## Start Dataset records

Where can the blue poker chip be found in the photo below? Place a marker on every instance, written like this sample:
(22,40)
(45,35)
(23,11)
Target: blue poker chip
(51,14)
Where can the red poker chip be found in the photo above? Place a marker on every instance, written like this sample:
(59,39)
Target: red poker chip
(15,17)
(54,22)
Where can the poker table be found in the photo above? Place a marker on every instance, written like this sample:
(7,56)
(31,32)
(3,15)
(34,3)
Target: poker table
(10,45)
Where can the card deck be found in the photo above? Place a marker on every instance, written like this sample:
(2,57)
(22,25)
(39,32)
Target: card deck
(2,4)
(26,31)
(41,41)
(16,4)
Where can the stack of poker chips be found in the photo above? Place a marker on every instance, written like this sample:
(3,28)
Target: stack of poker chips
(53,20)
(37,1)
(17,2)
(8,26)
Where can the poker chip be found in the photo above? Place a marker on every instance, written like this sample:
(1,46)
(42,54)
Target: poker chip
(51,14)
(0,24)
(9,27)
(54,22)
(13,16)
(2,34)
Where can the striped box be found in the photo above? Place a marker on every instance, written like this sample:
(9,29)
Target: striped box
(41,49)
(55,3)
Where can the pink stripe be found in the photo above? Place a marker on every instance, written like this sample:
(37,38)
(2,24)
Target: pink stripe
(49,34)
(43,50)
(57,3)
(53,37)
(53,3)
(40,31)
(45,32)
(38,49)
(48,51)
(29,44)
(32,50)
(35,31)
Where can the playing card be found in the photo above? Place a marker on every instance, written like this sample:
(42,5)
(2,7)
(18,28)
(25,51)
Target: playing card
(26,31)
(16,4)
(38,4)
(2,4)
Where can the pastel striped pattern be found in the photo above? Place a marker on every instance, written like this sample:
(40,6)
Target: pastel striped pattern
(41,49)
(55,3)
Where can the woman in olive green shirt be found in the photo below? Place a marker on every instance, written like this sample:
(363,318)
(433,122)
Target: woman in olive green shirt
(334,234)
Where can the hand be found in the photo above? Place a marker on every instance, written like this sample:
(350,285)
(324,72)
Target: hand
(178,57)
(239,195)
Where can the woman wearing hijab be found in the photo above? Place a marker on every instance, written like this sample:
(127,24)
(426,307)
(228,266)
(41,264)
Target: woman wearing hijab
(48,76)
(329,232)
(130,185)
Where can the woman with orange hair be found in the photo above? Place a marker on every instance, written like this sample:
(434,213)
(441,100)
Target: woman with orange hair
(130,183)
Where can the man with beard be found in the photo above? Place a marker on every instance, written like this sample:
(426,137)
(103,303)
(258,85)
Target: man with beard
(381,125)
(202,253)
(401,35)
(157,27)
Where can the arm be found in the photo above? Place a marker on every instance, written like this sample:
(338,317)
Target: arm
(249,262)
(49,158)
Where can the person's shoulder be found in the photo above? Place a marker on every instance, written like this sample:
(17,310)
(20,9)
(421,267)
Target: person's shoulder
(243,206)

## End Dataset records

* _Your instructions_
Every record should be repeated exactly; please leave none out.

* _The completed task_
Where can the blue poker chip be found in the photo below? Place a marker on every instance, written like this sample:
(22,40)
(45,35)
(23,11)
Target: blue poker chip
(51,14)
Where can the red poker chip be found in the photo above? Place a marker on every instance, written like this sample:
(59,39)
Target: red poker chip
(15,17)
(54,22)
Where can the poker table be found in the photo above? Place a marker on every instance, written like this sample:
(7,56)
(31,32)
(3,15)
(34,3)
Target: poker table
(10,45)
Where can the card deck be found in the photo above? Place a marker on every instance, written like this sample:
(2,57)
(22,25)
(39,32)
Target: card deck
(2,4)
(26,31)
(41,41)
(16,4)
Where can the stack of poker chips be found in the photo above? Place a marker on every instance, written like this sample:
(3,28)
Target: stack of poker chips
(53,20)
(37,1)
(17,2)
(8,26)
Where can the poker chip be found in the photo above? Place a marker on every instance, written like this sample:
(1,46)
(42,54)
Target: poker chip
(51,14)
(0,24)
(9,27)
(54,22)
(13,16)
(2,34)
Where can the striped box be found in the photo above? Place a marker on every instance, written like this sample:
(9,29)
Target: striped box
(41,49)
(55,3)
Where can the pink stripe be found in the photo above? Place a marker on every instance, written like this sample:
(37,38)
(2,24)
Target: pink stripe
(49,34)
(43,50)
(57,3)
(53,37)
(53,3)
(40,31)
(45,32)
(38,49)
(48,51)
(29,44)
(32,50)
(35,31)
Where can the playing card be found in the photo above? Place a marker on every instance, written like this sample:
(42,5)
(2,7)
(18,28)
(25,51)
Target: playing card
(26,31)
(16,4)
(38,4)
(2,4)
Where can the pastel striped pattern be found in the photo above? Place a marker on every instance, written like this sample:
(40,6)
Target: pastel striped pattern
(41,49)
(55,3)
Where can the woman in olive green shirt be found in the photo below? Place a marker on every instance, written like this sample:
(363,318)
(433,122)
Target: woman in olive green shirt
(334,234)
Where can the hand be found in the photo above? Place a marker on every instance, written like this sample:
(350,285)
(324,72)
Target: hand
(178,57)
(239,195)
Where can the woman wearing hijab be found in the photo above? Place a marker on every instance, written like this sample:
(127,24)
(426,307)
(228,266)
(41,264)
Target: woman wearing hijab
(48,76)
(329,232)
(130,185)
Where can the woman with orange hair be found in the photo above? Place a marker on every instance, written like this sample:
(434,213)
(441,100)
Target: woman with orange hair
(130,183)
Where can the man with beard be found in the photo above? Place a marker on every instance, written like this sample:
(426,137)
(103,303)
(258,85)
Target: man with beard
(381,125)
(202,253)
(401,35)
(157,27)
Where can the arm be found in the photo above? Place a marker on every instance, written like this sample:
(338,317)
Target: arm
(249,262)
(49,158)
Where can the person's shoulder be found in the photo above? Place a marker on every instance, written like this sample:
(17,310)
(20,9)
(421,267)
Target: person's shoulder
(243,206)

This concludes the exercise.